CONSIGNA DEL EJERCICIO :: Según el texto sobre la batalla de Los Palmeros, ¿por qué emisora de radio se enteraron del combate y en voz de quién?

TEXTO ::

POR JOSE ARIAS.
Creo que reloj rondaba casi las cuatro de la tarde de ese 12 de enero de 1972 cuando nos enteramos por Radio Cristal, y en la voz de Bonaparte Gautreaux (Cabito), que “los muchachos” –Amaury, La Chuta, Ulises y Virgilio—libraban desde tempranas horas de la mañana una feroz batalla contra una poderosísima estructura policiaco-militar dotada de una obscena capacidad de fuego para aniquilar, de una vez por todas, a los “delincuentes y asaltabancos” pertenecientes a esta célula revolucionaria de Los Palmeros, apéndice del Comité Revolucionario Camilo Torres (CORECATO).
“Los muchachos”, sobre todo Amaury, combatieron –casi desde su infancia— al conservadurismo dominicano más relevante de Trujillo y Balaguer, pero sobre todo a los 12 años de Balaguer. Al don Elito cortesano de Trujillo, vecino silencioso de la calle Estrelleta y luego allá en su Casa Gris de la Máximo Gómez. Don Elito, el de la Lucía tan lánguida y tan sublime pero igual de autocrático y asesino como el que más. Al Balaguer de cuyos malabares maquiavélicos ahora copian hasta la saciedad de sus bolsillos, algunos de los miembros más distinguidos de las actuales élites políticas dominicanas.
Un presidente Balaguer firme y coherente contra todo aquello que oliera a democracia, justicia social, participación popular y respeto a los derechos humanos. Todo lo joven y nuevo era “subversivo y enemigo de la Patria”.

FRAGMENTO DE ORIGEN ::

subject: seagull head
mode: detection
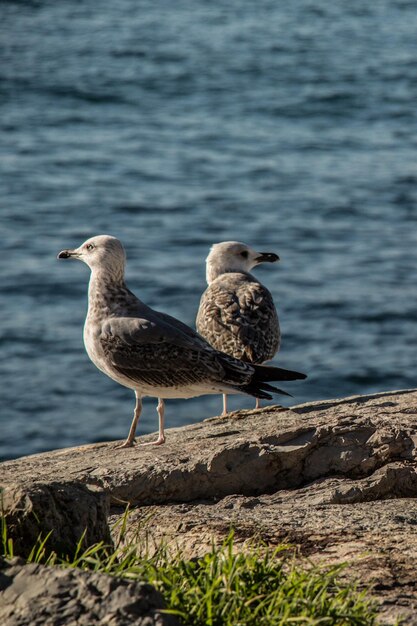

RESULTADO :: Se enteraron por Radio Cristal, en la voz de Bonaparte Gautreaux (Cabito).